-- Source extract follows --

People who are mainly convinced that old and tested is better than the new unknown, it is especially true for early Gen X. However, they trust and stay loyal to companies focused on nostalgia. For instance, marketing campaigns with an allusion to popular films or books, campaigns with stars or music they associate with childhood.
This generation values reliability, is reluctant to change habits, and appreciates guarantees that can ensure their experience is predictable.
Gen X has impressive resources for purchasing. Under a sound approach, this audience is ready to build strong relations with companies.
Here we are talking about Millennials. These are people born between the mid-1980s and the mid-1990s. It is the first generation growing alongside modern technologies. It is considered one of the most numerous. According to Statista, the USA population alone has about 72.19 million representatives of this age group.
The majority of companies consider this group to be their target audience. And it can be simply explained. According to Statista, in 2020 alone, 86.5% of online store customers were Millennials. Their behavior has been affected by COVID-19. After the pandemic, 40% said that they would spend more on traveling and comfort.
Millennials are the people who are inclined to spend more than save. They are positive about advertising, make impulsive purchases, and are easy to communicate with. Moreover, they fall under the influence of opinion leaders. It is the reason marketers often use influence marketing in their case. This generation worries about ecology and values companies that share the same ideas.
According to Deloitte, 40% said that they would build relations (or strengthen the existing ones) with eco-aware companies. We should add that this generation is neither racially nor ethnically homogenous. Therefore, Millennials prefer an inclusive business that supports social equality.
Gen Z representatives were born from the mid-1990s to the mid-2010s. Modern gen Z is the most diverse and technically skilled. Despite most of them being still young, their purchasing power is already going up.
According to Exploding topics, 38% of the Gen is in the labor force already. Due to the economic uncertainty caused by the COVID-19 pandemic, they value financial stability above all and spend money responsibly. Numerous companies are already focusing the majority of their marketing efforts on Gen Z customer engagement and retention.

-- Source extract concluded --

Carry on the passage about how each generation behaves as customers, picking up right after its last sentence about Gen Z.

-- Supplied material follows --

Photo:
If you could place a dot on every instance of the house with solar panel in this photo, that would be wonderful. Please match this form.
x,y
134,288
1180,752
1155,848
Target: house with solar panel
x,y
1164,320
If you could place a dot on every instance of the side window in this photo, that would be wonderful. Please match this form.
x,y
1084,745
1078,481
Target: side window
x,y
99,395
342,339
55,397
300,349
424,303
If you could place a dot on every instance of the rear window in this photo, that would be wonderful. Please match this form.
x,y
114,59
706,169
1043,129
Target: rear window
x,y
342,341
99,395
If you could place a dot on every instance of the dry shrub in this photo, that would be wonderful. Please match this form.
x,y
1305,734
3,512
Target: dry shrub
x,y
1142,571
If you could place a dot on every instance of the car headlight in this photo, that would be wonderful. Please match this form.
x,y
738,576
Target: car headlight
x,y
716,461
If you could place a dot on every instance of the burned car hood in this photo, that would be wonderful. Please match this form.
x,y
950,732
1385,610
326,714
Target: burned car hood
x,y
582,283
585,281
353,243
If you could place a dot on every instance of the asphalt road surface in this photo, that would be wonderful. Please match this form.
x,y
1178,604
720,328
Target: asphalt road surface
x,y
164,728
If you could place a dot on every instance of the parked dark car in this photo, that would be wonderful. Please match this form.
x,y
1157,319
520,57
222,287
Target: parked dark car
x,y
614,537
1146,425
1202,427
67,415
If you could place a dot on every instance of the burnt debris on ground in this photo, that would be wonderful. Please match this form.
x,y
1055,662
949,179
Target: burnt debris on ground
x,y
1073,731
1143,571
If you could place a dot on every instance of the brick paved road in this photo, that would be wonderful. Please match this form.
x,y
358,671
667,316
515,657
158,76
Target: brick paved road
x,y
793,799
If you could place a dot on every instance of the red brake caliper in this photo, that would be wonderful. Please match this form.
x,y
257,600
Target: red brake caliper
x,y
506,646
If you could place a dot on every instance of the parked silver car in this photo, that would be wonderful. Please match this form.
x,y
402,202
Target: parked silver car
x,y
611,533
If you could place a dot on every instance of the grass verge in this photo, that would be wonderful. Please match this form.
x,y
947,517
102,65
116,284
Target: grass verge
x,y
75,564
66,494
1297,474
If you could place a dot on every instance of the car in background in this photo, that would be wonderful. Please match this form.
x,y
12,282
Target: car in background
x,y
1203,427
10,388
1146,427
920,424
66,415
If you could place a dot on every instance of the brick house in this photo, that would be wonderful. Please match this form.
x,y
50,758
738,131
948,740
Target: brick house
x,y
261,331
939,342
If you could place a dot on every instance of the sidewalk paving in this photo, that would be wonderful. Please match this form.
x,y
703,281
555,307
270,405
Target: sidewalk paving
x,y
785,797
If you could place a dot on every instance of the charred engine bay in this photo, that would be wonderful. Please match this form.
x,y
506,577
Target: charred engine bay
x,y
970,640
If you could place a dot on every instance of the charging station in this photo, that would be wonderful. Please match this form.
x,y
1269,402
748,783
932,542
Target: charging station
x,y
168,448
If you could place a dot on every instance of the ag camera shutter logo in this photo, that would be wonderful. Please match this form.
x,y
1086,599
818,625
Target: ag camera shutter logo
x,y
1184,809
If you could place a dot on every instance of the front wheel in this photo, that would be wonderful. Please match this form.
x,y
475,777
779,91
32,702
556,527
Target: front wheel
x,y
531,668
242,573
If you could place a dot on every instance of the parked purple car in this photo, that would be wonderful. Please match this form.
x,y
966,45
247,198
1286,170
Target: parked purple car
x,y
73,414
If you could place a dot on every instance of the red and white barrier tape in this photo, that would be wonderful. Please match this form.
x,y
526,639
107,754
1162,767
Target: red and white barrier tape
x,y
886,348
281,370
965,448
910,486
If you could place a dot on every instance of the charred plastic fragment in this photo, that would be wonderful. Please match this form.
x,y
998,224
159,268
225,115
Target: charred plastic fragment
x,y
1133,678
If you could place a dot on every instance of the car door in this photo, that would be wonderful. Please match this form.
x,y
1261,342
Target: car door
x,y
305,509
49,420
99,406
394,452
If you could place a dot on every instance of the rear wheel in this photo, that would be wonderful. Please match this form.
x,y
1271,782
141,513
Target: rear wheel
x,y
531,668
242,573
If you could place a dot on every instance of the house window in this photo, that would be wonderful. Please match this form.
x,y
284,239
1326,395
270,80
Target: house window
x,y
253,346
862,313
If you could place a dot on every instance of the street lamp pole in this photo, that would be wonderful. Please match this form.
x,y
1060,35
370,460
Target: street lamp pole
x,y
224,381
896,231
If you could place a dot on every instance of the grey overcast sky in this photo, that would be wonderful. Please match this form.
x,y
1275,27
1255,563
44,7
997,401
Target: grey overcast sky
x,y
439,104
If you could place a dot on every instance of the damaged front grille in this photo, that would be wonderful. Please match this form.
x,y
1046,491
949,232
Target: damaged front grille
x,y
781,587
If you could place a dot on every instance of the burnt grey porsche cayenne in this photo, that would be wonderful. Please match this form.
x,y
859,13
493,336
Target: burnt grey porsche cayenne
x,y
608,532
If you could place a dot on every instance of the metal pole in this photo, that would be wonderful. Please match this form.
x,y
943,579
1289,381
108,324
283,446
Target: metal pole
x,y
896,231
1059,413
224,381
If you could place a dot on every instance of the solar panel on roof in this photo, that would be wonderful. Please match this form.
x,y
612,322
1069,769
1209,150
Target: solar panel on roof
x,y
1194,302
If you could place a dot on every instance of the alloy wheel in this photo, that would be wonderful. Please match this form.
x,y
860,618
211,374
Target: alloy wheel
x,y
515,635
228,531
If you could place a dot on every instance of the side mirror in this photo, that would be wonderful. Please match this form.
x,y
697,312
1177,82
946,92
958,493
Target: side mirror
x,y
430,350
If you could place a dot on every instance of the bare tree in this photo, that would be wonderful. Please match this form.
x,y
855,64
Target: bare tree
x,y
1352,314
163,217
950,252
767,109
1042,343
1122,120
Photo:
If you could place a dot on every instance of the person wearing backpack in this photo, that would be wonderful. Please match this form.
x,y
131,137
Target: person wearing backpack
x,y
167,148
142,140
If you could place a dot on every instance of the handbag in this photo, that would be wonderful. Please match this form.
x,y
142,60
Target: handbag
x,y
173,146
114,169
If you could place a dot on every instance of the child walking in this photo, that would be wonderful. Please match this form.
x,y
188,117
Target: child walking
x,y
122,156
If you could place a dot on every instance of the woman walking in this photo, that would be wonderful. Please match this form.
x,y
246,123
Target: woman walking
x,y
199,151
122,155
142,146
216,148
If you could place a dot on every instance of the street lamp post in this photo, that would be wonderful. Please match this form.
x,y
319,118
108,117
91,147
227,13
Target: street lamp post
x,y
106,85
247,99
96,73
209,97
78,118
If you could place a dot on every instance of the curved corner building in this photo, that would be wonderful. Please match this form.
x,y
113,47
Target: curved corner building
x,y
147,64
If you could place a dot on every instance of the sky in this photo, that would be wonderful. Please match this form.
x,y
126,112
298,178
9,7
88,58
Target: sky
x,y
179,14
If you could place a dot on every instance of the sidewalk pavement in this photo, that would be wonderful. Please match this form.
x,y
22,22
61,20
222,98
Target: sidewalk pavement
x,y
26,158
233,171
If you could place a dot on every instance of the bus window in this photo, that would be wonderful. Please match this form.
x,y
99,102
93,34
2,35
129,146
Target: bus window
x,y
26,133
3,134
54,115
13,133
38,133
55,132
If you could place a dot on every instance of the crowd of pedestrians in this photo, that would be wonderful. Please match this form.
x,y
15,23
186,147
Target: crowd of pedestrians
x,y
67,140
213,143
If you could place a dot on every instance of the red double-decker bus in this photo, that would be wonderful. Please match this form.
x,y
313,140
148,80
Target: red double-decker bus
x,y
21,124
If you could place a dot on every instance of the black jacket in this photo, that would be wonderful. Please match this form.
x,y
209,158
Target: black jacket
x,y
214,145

-- Supplied material concluded --

Reply to the task:
Zoomers actively use social networks and are positive about platform ads: Instagram, Facebook, TikTok, etc.
Gen Z value connection and communication with a brand. According to Exploding topics, the young generation is more inclined to subscribe to and follow brands (34%) than influencers (30%) unlike Gen Y. Zoomers support brands that speak the same language, give feedback, and clearly share their values.
Pros and Cons of Generation Marketing
Generation marketing can be the foundation for company development. A generation marketing strategy creates a more comprehensive picture of target markets. It helps businesses understand where to find consumers, how to communicate with them, and how to transform them into loyal customers.
While analyzing the specification of product or service search by a certain generation, you can select relevant placements to build efficient communication and create ad messages that will give greater results.
Nevertheless, generation marketing as a main strategy cannot be relevant for all businesses. For example, if goods or services are designed for women of all ages, generation marketing can be an additional instrument rather than a list of rules.
This customer data will not be redundant. However, it must gradually become relevant to business goals and tasks.
Generation marketing is not about collecting stereotypes about people born in a certain period of time. It is the method used to collect and analyze information about how generations think, act, and believe.
By dedicating enough time and resources, companies can create personalized and efficient marketing strategies that will work out.